-- Задания --
1) Через какое время А. приехал с инжиром, согласно тексту о поездке в Армению?
2) Продолжите текст о поездке в Армению, начиная сразу после его последнего предложения.

-- Исходный текст --
Я не могу не поделиться ❤️
И Ирой, и тем как она пишет, как Чувствует и как умеет передать!…
❤️ Мужчина – это поступки.
Поэтому, пока мы встречались с А. в Ереване, я относилась к нему просто. С интригой и симпатией. Понятно же, дежурная обкатанная программа.
Смотровая площадка с видом на раскинувшийся под ногами Ереван.
Кебаб.
Коньяк в бокале у меня. Кола в стакане у него.
У меня лучший коньяк в мире. По моему мнению. Десятилетний Арарат.
У него – лучшая кола в мире. По его мнению. По американскому рецепту, но на армянской вкусной воде.
Поездка на водопад – куда-то на окраину города. Шумит вода, шумит ветер, город погружен во мрак – перебои с электричеством, и только сноп света в неба – вечный огонь в память о геноциде армян.
А потом мы с девчонками и Робертом уехали из Еревана. Куда-то далеко, в горы. Остановка в Дилижане, памятник со сценой из фильма «Мимино», вкусный обед, кофе в крошечных чашечках, гата, и дальше, выше. Сбоку остался Берд, откуда родом Нарине Абгарян и Манюня. Захотелось перечитать сразу все ее книги. Но мы ехали выше. Еще выше.
Геолокация показывала: «Деревня Енокован».
Яндекс-карты обещали отсутствие дороги.
Но дорога все же была. Грунтовка для внедорожников.
А. написал: «Что-то хочешь? Я соскучился. Приеду!»
Я написала: «Инжир».
Понятное дело, инжир был прикрытием.
А. приехал с инжиром через 2,5 часа.
В Еникаван, где 95% ереванцев не бывали никогда.
Я сразу посмотрела на А. иначе.
Мужчина – это поступки.
***
Я стояла на мостике. Чуть над Енокаваном. Смотрела во все стороны. Пьянела. От того, насколько это все невероятно.
Я будто оказалась внутри фильма, но непонятно, как это все произошло. Потому что самый талантливый художник по декорациям не создаст декорации с таким объемом и размахом. И чтоб с каждой секундой горы менялись, погружались в дымку, меняли очертания. И чтоб небо нависало ниже, и щипало в носу. И отчего-то чтоб слезы стояли в горле. Ну, как отчего-то? От красоты и масштаба. И оттого, что я оказалась здесь и сейчас. Хотя непонятно, за что. Старушек через дорогу я не переводила. Макулатуру не сдавала. Просто жила.

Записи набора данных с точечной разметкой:

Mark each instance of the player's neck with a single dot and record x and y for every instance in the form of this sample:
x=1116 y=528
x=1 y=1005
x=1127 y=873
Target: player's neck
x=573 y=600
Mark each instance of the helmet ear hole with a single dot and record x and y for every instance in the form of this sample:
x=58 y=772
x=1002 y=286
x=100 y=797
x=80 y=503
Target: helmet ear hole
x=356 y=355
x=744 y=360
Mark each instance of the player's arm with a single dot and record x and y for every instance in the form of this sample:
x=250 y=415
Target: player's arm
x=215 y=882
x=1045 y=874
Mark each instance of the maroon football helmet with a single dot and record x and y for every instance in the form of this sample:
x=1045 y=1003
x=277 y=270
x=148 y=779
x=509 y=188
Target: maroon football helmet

-- Ответы к заданиям --
1) Через 2,5 часа.

2)
Я попробовала оставить этот момент в вечности. Записала видео о Еноковане.
Видео, конечно, ничего не передает.
…Ты можешь прилететь за тридевять земель.
Ты можешь долго-долго ехать в горы по серпантину, где закладывает уши, а потом подниматься по отчаянной грунтовке, где навигатор пишет: «Дороги нет».
Ты можешь выйти и вдохнуть ошеломительный воздух. Такой, что перехватывает дыхание.
Ты можешь расслышать в тишине стрекотание и пересвист.
Ты можешь смотреть на горы. Долго-долго. И стараться что-то понять про них.
Ты можешь не заметить, как тут, на краю мира, опустятся на землю сумерки. И взойдёт огромная Луна. И к стрекоту цикад добавится лай собак. А ты будешь стоять по-над миром и благодарить его за все это.
Ты можешь.
Я могу.
…Я пыталась рассказать в видео, как это. Каково – когда ты вдруг на краю мира.
Но видео ничего не передает.
Надо дышать этим воздухом. Надо смотреть глазами на эти горы. И слушать эту тишину. И в тишине слышать шелест, шорох, шепот. Звук топора. Эхо в горах. Это все.
А вокруг столько любви. И столько воздуха.
***
Я думаю, это одно из самых невероятных приключений в моей жизни. Момент, когда в деревню, где тишина и вино в бокалах, шурша по гравию в темноте, приезжает машина из Еревана.
В деревню, где заканчиваются дороги. Как в Мурманске рельсы упираются в Кольский залив – все, приехали! - Так и здесь – дорога упирается в обрыв. Точка. Конец навигации. Здесь нет мест в гостницах сегодня ночью. Здесь никого не жду.
Никто никого не ждет. Только я жду. Стою посреди дороги. Жду. И слышу шум гравия далеко-далеко. И он приближается.
Шум приближается. Но медленней, чем я предполагаю.
И я стою посреди мира. В кромешной темноте.
Вокруг звезды. Сбоку Бог. Страхует меня. Как всегда. И вдали фары. И свет приближается. И шепот усиливается.
Машина останавливается.
А в ней инжир. Для меня.
И А. говорит: «О…ел немного. Точнее, не немного».
***
У меня был огромный балкон. Не балкон даже. Веранда. Веранда, на которой можно поселить многодетную семью. Или организовать йога-тур человек на 8 со своими ковриками.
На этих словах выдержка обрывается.